#### Dataset:
━━━━━━━━━━
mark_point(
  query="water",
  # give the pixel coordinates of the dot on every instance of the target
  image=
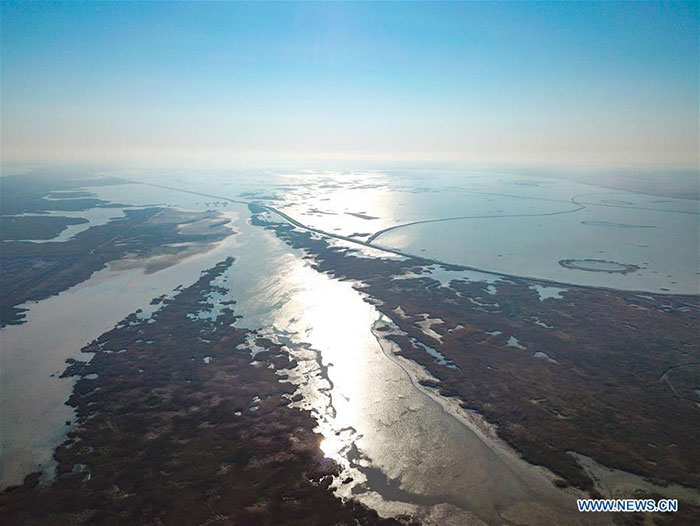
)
(34, 414)
(407, 449)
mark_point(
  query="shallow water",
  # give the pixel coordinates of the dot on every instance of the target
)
(34, 414)
(406, 448)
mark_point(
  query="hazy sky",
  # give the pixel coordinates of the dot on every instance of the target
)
(188, 82)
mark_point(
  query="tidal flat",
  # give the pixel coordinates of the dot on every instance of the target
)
(425, 416)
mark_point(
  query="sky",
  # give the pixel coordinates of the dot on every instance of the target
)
(207, 82)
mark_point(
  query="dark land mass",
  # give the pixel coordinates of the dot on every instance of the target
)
(621, 389)
(35, 227)
(26, 193)
(164, 436)
(35, 271)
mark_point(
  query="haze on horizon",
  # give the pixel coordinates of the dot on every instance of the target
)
(573, 83)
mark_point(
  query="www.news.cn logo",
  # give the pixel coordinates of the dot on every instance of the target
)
(628, 505)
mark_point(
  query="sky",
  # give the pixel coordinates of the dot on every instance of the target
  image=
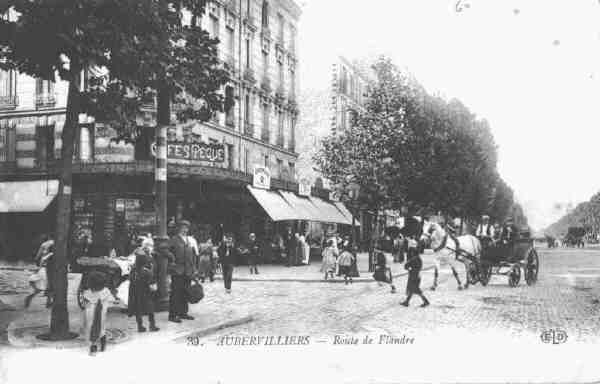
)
(531, 68)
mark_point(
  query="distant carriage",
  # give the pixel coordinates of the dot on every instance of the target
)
(509, 259)
(575, 237)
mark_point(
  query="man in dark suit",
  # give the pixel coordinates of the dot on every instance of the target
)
(183, 269)
(227, 256)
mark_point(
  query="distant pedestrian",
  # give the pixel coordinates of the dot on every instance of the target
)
(329, 255)
(253, 254)
(205, 263)
(227, 256)
(95, 299)
(43, 250)
(414, 265)
(38, 281)
(345, 262)
(142, 289)
(383, 272)
(183, 268)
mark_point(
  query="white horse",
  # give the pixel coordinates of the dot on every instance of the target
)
(445, 251)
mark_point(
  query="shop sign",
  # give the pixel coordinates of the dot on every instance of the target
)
(182, 150)
(334, 196)
(304, 187)
(262, 177)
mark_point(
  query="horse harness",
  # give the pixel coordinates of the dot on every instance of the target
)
(458, 251)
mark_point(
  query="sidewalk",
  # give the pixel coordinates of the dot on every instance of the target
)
(121, 328)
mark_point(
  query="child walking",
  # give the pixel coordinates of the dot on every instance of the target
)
(413, 265)
(345, 262)
(38, 281)
(330, 254)
(96, 299)
(383, 273)
(142, 288)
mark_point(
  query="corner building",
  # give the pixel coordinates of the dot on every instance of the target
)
(210, 166)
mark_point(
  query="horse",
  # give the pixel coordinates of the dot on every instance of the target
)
(451, 250)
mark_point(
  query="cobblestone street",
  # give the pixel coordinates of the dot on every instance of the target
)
(489, 319)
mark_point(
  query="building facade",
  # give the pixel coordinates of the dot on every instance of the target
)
(210, 164)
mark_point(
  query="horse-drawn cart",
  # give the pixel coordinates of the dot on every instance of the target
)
(508, 259)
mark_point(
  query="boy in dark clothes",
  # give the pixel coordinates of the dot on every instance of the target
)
(413, 265)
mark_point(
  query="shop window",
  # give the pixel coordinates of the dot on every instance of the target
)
(7, 141)
(44, 144)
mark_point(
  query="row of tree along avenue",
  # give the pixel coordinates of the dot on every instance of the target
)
(136, 51)
(415, 152)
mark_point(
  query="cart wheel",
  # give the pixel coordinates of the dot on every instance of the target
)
(80, 294)
(532, 267)
(514, 276)
(473, 275)
(486, 274)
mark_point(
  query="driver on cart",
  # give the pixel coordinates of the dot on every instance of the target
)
(485, 232)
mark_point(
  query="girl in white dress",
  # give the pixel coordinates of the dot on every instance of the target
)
(96, 299)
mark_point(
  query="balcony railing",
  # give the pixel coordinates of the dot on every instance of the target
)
(248, 128)
(249, 75)
(45, 101)
(9, 102)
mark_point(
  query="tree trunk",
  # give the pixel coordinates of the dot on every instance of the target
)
(59, 320)
(163, 120)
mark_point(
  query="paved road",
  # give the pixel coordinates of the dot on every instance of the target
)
(478, 334)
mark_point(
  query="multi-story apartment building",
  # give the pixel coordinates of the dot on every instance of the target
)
(210, 166)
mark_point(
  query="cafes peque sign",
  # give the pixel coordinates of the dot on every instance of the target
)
(182, 150)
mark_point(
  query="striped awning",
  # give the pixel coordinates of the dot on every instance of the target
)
(27, 196)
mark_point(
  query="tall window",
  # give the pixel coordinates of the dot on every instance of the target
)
(230, 44)
(281, 25)
(229, 107)
(44, 144)
(85, 143)
(292, 167)
(265, 65)
(44, 93)
(7, 140)
(280, 128)
(279, 168)
(265, 134)
(248, 53)
(280, 75)
(265, 14)
(214, 22)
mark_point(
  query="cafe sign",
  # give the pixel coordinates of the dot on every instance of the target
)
(262, 177)
(182, 150)
(304, 187)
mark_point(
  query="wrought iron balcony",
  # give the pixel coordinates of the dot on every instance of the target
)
(9, 102)
(45, 101)
(249, 75)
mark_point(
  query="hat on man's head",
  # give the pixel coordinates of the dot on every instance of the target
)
(183, 223)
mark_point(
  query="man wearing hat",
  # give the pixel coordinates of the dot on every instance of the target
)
(485, 231)
(182, 270)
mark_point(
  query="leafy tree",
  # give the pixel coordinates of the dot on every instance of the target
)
(147, 47)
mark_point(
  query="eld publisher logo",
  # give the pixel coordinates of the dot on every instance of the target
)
(554, 336)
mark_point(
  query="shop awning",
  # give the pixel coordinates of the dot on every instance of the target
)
(27, 196)
(329, 212)
(342, 208)
(303, 206)
(275, 206)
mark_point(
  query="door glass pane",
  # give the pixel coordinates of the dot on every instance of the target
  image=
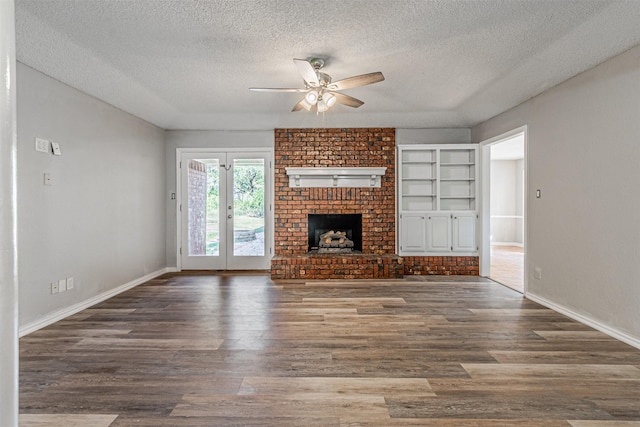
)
(204, 207)
(248, 207)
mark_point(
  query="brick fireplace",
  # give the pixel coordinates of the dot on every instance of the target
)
(370, 147)
(354, 147)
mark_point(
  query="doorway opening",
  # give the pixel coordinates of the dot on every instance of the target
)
(504, 209)
(224, 212)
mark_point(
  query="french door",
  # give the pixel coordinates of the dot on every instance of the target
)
(224, 210)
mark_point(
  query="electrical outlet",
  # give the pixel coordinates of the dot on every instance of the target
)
(537, 273)
(42, 145)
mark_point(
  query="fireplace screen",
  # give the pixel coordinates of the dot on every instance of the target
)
(335, 233)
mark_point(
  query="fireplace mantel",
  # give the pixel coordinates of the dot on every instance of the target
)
(335, 177)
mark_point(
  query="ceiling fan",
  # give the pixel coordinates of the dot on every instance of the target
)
(321, 92)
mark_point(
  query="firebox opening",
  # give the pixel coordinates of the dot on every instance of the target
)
(346, 228)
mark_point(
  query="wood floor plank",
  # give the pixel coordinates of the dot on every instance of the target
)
(235, 349)
(66, 420)
(385, 387)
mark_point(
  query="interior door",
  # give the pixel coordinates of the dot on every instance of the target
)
(224, 211)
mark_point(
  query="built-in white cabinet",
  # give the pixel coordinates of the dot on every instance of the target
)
(413, 233)
(437, 191)
(438, 232)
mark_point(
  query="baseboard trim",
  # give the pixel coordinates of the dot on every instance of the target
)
(68, 311)
(595, 324)
(518, 244)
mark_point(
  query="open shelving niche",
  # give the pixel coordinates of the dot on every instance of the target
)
(437, 199)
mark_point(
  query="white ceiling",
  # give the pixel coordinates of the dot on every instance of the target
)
(509, 149)
(447, 63)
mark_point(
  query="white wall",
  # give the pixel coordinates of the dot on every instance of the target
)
(175, 139)
(584, 155)
(103, 219)
(433, 136)
(8, 238)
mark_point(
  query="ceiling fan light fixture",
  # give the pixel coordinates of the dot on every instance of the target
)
(329, 99)
(311, 97)
(322, 106)
(305, 104)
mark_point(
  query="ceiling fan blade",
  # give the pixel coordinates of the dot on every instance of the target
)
(361, 80)
(301, 105)
(298, 106)
(307, 72)
(277, 89)
(347, 100)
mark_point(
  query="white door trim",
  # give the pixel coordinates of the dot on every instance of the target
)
(485, 200)
(180, 151)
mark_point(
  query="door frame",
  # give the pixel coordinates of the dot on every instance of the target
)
(485, 202)
(269, 236)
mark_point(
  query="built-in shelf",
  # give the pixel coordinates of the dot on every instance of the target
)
(335, 177)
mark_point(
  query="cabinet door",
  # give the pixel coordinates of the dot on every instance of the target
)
(464, 232)
(412, 235)
(439, 232)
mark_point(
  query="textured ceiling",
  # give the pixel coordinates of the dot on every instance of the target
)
(447, 63)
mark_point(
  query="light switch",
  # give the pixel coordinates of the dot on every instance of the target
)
(55, 148)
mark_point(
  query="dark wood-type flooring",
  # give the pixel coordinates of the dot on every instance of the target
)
(240, 350)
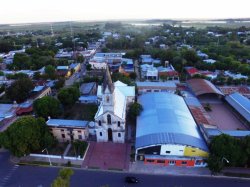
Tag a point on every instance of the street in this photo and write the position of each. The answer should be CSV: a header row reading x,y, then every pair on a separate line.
x,y
32,176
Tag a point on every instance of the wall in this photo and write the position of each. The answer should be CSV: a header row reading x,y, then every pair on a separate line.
x,y
191,151
177,150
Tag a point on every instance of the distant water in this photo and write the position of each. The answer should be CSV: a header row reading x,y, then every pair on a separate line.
x,y
19,25
147,24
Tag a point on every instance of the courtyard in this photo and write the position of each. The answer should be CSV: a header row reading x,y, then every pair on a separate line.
x,y
224,118
107,156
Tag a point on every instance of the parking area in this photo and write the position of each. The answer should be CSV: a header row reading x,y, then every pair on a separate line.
x,y
224,118
107,156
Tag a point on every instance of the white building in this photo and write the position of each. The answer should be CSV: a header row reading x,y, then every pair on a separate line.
x,y
110,119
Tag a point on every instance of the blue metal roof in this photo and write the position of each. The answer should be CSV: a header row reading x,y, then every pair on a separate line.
x,y
67,123
166,119
240,103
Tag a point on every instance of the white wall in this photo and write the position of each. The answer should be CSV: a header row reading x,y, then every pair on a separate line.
x,y
177,150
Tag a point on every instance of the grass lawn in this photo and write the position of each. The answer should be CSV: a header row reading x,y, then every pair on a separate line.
x,y
77,148
56,150
81,112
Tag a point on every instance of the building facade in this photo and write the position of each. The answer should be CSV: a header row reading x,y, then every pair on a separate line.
x,y
110,119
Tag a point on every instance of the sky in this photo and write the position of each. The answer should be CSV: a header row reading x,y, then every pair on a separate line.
x,y
29,11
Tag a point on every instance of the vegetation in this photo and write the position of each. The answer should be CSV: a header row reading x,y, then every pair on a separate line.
x,y
236,151
63,179
47,106
20,90
79,148
26,135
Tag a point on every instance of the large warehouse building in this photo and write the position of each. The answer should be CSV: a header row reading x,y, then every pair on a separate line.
x,y
166,132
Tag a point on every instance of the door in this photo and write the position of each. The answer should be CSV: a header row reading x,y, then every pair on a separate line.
x,y
110,136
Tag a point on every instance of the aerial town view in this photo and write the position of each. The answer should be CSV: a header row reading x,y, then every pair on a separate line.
x,y
125,93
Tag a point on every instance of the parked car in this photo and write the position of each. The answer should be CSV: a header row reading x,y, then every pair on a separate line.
x,y
131,179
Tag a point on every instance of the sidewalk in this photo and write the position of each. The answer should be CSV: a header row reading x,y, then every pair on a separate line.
x,y
140,167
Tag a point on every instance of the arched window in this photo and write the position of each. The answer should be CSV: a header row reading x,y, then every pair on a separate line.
x,y
109,119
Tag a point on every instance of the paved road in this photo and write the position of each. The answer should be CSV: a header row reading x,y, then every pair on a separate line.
x,y
31,176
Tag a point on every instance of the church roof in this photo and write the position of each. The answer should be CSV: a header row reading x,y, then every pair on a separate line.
x,y
107,82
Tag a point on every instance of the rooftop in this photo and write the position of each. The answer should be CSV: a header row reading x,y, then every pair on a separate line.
x,y
166,119
67,123
240,103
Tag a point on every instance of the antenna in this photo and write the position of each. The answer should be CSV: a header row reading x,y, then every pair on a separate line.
x,y
52,31
37,44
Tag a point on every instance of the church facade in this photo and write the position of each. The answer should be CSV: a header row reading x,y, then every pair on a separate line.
x,y
110,119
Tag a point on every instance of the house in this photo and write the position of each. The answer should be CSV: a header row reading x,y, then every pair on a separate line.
x,y
168,72
240,104
68,130
191,71
202,55
209,61
89,99
63,71
149,72
88,88
166,133
146,87
7,113
76,67
101,60
127,66
110,119
40,91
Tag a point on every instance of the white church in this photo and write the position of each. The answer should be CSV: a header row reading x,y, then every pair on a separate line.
x,y
110,119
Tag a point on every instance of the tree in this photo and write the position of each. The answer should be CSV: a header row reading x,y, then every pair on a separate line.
x,y
68,96
63,179
19,90
50,72
135,110
132,75
47,106
59,83
26,135
227,147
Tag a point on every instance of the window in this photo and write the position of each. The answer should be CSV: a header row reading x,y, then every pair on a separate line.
x,y
150,160
171,162
109,119
161,161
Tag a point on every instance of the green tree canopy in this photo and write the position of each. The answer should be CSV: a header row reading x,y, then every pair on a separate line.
x,y
68,96
47,106
50,71
26,135
19,90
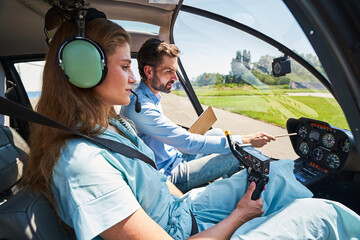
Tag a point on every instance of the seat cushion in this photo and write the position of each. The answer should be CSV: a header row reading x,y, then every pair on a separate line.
x,y
28,215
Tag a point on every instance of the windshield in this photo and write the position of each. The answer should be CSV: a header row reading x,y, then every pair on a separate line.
x,y
232,70
271,18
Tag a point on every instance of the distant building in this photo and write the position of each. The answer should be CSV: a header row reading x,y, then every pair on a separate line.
x,y
307,85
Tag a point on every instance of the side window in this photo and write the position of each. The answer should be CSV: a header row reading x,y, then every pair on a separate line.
x,y
231,71
31,77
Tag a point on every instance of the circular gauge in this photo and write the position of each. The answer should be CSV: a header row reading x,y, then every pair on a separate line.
x,y
345,145
333,161
304,148
328,140
302,131
317,154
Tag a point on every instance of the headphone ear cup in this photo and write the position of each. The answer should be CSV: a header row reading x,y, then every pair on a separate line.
x,y
82,63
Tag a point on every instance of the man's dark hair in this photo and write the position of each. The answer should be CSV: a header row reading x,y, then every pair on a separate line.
x,y
151,53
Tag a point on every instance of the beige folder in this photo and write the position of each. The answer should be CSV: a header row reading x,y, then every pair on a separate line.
x,y
204,122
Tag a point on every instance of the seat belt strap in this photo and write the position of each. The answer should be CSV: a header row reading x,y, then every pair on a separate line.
x,y
18,111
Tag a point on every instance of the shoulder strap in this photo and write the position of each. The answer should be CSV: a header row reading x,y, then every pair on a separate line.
x,y
18,111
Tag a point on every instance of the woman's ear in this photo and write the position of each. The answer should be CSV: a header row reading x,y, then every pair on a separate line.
x,y
149,71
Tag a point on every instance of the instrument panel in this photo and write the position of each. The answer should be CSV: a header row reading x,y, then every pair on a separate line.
x,y
319,143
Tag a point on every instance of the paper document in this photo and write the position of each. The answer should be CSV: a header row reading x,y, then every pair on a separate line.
x,y
204,122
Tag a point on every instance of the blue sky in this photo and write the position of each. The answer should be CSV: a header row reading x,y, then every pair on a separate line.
x,y
208,46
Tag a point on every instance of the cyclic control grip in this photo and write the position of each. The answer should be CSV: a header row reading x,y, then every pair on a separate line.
x,y
256,164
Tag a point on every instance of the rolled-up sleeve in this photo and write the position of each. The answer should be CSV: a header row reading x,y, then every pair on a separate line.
x,y
155,124
93,196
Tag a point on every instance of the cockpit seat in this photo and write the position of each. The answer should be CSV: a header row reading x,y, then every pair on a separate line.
x,y
23,214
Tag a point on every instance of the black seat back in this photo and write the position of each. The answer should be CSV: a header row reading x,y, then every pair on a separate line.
x,y
23,214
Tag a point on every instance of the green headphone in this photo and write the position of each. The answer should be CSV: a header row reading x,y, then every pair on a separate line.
x,y
82,60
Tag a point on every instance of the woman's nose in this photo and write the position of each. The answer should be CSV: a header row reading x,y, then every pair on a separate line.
x,y
132,78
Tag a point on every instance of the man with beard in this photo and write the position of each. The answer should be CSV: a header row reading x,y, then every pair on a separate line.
x,y
189,160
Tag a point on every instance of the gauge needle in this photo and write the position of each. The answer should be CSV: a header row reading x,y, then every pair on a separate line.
x,y
285,135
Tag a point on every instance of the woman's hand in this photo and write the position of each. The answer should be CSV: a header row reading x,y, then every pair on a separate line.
x,y
245,210
248,209
258,139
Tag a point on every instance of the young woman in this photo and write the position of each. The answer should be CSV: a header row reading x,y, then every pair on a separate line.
x,y
103,194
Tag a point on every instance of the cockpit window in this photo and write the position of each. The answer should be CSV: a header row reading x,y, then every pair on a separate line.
x,y
271,18
138,26
232,70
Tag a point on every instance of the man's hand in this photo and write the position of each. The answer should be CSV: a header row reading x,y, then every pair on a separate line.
x,y
258,139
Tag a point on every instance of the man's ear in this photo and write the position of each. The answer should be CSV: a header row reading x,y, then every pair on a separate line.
x,y
149,71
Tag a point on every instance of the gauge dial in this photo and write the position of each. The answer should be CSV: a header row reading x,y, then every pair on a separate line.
x,y
304,148
345,145
302,131
328,140
333,161
317,154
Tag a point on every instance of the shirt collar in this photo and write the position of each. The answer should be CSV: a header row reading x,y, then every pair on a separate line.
x,y
146,90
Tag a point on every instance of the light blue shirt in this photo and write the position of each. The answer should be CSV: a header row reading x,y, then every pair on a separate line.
x,y
95,188
164,137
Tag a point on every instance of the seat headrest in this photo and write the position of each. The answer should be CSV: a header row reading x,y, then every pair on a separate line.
x,y
13,157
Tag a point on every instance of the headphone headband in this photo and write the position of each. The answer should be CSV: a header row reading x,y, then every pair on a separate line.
x,y
82,59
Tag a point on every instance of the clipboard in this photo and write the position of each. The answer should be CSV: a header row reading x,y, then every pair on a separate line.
x,y
204,122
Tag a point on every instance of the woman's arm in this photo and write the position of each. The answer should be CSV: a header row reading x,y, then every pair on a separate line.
x,y
140,226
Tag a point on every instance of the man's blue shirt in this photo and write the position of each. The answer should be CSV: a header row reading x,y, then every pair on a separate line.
x,y
167,140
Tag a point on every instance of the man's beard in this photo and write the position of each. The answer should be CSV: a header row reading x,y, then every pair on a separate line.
x,y
158,86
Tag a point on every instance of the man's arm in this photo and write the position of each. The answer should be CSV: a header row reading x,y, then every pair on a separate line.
x,y
173,189
153,123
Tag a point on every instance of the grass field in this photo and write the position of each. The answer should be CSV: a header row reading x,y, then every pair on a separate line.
x,y
273,106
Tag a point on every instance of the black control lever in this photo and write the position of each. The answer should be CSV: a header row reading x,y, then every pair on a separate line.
x,y
256,164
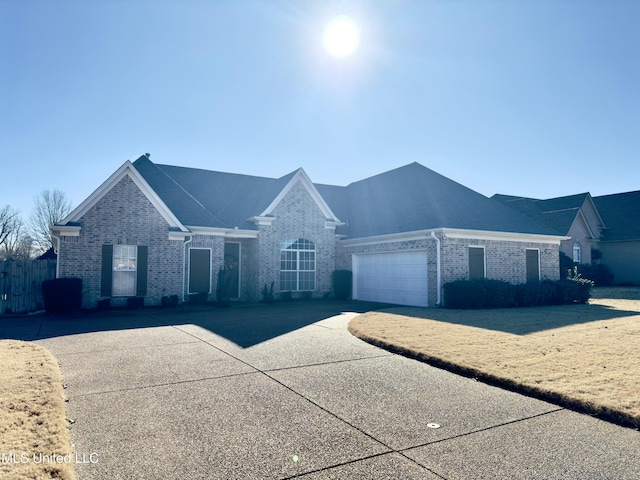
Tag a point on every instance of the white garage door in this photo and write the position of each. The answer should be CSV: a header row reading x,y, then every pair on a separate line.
x,y
397,277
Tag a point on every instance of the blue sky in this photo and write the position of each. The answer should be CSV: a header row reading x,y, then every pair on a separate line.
x,y
538,98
━━━━━━━━━━
#### Assignment:
Search the material above for the word "fireplace", then copy out each line that has it.

#### Problem solution:
  query="brick fireplace",
  query="fireplace screen",
  query="fireplace mantel",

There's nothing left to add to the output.